*** Opening EXCERPTED RECORDS ***

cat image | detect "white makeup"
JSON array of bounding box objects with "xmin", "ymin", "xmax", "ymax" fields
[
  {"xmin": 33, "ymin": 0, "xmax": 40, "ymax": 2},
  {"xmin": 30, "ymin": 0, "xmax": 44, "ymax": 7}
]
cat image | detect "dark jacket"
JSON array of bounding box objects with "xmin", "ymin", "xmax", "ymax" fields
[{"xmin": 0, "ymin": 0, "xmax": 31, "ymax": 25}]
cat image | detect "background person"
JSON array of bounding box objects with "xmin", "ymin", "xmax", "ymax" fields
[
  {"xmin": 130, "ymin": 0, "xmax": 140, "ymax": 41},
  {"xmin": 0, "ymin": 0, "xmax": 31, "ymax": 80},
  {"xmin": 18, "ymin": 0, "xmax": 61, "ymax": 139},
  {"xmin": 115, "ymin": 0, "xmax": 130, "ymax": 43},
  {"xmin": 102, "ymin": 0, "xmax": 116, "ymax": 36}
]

*** Closing EXCERPTED RECORDS ***
*** Opening EXCERPTED RECORDS ***

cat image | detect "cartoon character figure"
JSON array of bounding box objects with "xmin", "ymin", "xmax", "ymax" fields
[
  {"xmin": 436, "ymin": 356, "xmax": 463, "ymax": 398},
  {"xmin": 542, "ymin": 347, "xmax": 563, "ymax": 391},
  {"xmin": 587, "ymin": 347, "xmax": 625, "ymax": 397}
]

*** Closing EXCERPTED RECORDS ***
*** Opening EXCERPTED RECORDS ***

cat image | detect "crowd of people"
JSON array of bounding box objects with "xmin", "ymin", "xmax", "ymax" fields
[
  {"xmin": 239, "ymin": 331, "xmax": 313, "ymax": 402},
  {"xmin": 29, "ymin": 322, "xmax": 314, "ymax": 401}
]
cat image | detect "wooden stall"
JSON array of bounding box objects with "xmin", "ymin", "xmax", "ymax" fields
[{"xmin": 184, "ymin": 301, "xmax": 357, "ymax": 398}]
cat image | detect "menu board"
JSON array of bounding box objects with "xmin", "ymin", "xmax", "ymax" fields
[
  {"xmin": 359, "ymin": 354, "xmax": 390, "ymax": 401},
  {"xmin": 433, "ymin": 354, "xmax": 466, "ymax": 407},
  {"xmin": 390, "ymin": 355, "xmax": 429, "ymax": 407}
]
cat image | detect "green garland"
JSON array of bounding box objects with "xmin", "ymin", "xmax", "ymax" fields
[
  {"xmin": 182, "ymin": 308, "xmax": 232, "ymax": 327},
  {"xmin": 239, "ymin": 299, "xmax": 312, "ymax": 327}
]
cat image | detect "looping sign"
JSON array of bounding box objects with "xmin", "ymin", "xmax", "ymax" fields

*** Closing EXCERPTED RECORDS ***

• WHAT THIS TASK INVOLVES
Search the entries for the word "detect", then list each line that holds it.

• EXERCISE RESPONSE
cat image | detect "white makeup"
cat image | detect "dark jacket"
cat image | detect "background person"
cat image | detect "cartoon character figure"
cat image | detect "crowd of people"
cat image | detect "wooden stall"
cat image | detect "menu board"
cat image | detect "green garland"
cat image | detect "looping sign"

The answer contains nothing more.